— Task —
Copy the data from the line that contains "Where can the luggage" to its last line, exactly, including both of those lines and leaving out everything before.

— Listed entries —
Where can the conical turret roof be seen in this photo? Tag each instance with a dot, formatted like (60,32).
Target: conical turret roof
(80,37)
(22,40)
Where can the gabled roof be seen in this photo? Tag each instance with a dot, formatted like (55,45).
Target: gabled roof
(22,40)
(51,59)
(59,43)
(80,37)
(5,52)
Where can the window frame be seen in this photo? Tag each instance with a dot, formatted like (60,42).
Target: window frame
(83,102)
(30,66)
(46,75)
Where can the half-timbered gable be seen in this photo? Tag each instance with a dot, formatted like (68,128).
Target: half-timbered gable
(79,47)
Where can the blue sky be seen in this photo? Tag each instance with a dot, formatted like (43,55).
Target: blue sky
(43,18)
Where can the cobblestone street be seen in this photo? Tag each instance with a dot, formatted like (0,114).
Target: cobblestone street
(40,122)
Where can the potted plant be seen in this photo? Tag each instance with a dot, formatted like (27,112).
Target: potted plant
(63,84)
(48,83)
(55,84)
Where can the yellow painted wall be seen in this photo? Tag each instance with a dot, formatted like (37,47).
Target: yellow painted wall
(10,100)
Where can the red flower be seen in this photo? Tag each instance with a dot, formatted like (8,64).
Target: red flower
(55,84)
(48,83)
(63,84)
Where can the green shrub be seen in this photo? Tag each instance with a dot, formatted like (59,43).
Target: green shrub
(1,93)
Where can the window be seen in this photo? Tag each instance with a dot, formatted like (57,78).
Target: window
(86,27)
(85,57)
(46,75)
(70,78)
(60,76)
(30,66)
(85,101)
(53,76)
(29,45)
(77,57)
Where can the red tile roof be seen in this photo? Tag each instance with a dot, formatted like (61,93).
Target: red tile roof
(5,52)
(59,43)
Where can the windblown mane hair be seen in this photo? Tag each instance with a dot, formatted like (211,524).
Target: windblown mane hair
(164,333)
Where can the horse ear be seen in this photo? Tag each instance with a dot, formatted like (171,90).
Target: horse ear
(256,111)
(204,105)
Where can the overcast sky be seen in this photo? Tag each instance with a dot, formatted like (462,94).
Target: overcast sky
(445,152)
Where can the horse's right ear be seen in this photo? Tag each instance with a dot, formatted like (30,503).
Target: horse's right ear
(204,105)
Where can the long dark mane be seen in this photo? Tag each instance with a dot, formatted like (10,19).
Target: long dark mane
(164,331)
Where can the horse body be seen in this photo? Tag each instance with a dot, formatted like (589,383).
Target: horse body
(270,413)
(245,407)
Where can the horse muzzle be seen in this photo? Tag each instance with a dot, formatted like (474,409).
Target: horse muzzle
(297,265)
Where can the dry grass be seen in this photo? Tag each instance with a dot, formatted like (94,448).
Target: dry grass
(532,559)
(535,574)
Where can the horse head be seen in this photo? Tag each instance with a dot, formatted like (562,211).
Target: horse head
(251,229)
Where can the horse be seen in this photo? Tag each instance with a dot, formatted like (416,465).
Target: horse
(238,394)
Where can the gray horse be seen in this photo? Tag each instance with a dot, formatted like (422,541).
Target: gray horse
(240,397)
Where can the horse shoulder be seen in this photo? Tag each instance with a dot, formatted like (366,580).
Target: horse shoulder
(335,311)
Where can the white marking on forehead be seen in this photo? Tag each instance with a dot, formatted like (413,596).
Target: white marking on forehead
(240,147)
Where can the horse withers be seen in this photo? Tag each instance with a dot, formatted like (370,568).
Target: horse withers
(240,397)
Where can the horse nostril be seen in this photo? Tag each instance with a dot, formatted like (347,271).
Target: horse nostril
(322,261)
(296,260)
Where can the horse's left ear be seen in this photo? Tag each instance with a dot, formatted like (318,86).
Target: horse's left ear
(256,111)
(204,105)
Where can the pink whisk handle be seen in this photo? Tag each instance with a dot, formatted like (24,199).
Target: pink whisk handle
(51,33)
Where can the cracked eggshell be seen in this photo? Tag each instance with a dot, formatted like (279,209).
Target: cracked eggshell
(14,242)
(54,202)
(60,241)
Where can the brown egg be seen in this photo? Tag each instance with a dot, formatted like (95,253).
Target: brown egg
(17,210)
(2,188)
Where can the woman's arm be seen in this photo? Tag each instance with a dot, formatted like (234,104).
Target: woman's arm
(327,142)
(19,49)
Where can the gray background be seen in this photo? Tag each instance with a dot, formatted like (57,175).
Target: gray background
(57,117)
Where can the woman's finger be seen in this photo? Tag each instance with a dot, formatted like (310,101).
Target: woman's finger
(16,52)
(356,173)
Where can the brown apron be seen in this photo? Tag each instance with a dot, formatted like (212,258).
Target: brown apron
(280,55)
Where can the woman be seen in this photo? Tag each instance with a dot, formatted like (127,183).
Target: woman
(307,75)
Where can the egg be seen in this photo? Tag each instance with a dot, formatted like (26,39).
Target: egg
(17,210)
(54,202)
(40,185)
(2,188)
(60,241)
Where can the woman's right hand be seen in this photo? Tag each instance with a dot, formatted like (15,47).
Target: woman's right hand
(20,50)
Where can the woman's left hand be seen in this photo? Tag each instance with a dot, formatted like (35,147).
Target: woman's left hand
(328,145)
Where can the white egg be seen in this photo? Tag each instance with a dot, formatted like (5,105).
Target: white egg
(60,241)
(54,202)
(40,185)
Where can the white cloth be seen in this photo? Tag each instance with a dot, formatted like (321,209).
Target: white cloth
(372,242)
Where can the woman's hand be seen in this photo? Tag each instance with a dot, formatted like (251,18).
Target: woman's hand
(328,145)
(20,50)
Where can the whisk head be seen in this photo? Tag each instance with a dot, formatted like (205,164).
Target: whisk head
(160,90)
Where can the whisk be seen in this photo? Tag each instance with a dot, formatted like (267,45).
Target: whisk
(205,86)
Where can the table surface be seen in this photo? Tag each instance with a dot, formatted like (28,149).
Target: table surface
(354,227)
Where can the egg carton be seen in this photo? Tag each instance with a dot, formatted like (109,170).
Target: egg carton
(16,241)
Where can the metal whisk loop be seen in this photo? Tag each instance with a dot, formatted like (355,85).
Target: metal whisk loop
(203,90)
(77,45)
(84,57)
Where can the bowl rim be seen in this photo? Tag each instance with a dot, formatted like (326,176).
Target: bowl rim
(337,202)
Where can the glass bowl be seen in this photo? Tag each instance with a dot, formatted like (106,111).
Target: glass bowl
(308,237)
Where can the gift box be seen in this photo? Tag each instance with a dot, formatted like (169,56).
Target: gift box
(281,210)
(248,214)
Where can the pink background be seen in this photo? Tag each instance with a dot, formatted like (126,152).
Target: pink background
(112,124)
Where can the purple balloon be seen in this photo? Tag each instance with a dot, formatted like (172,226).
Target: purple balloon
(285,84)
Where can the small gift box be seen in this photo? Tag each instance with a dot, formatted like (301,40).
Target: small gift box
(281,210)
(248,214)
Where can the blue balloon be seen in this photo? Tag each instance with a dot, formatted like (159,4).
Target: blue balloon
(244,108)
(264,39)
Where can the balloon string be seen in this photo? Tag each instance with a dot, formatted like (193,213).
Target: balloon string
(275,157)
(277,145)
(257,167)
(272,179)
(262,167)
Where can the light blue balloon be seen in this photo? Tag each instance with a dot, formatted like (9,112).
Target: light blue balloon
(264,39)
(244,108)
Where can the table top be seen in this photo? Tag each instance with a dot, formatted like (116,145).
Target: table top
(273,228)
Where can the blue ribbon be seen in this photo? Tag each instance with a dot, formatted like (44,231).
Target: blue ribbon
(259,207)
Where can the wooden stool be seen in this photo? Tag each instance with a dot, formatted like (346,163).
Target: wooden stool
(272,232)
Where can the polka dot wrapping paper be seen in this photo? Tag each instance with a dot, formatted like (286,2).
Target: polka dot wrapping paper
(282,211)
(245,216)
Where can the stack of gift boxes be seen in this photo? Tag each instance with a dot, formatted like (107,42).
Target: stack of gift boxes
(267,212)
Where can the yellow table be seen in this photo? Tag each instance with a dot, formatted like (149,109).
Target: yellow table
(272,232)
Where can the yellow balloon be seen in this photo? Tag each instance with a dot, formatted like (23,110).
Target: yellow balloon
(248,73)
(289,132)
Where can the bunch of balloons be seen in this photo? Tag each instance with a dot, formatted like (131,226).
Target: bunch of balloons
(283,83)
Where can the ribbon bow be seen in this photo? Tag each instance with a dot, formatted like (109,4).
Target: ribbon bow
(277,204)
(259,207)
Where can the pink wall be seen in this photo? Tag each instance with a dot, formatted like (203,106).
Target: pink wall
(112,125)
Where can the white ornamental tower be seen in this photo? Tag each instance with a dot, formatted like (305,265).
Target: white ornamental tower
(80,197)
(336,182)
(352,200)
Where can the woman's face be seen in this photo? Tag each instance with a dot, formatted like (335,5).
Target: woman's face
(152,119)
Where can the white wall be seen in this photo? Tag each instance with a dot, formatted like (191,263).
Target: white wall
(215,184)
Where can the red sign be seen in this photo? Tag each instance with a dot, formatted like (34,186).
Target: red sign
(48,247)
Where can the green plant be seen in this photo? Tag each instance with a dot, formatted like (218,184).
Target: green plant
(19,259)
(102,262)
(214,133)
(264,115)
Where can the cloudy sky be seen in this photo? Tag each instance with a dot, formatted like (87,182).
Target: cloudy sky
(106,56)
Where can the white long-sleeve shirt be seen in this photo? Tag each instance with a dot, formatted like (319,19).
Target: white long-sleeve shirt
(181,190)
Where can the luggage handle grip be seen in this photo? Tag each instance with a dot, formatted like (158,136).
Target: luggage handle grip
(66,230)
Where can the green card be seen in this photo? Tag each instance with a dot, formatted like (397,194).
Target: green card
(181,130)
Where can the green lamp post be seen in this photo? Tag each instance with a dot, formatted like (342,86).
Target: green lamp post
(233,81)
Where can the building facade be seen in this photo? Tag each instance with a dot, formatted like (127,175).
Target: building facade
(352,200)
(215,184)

— Exercise response —
Where can the luggage handle grip be seen in this photo? Tag each instance with a dot, formatted like (158,136).
Target: luggage handle grip
(66,230)
Where can the green card be seen in this photo? Tag each instance with a dot, formatted like (397,194).
Target: green card
(181,130)
Where can the green lamp post be seen in this photo? Tag each instance with a dot, formatted like (342,86).
Target: green lamp post
(233,81)
Where can the building facade be seen in this photo? Tag each instance with a dot, formatted like (127,175).
Target: building facade
(352,200)
(215,184)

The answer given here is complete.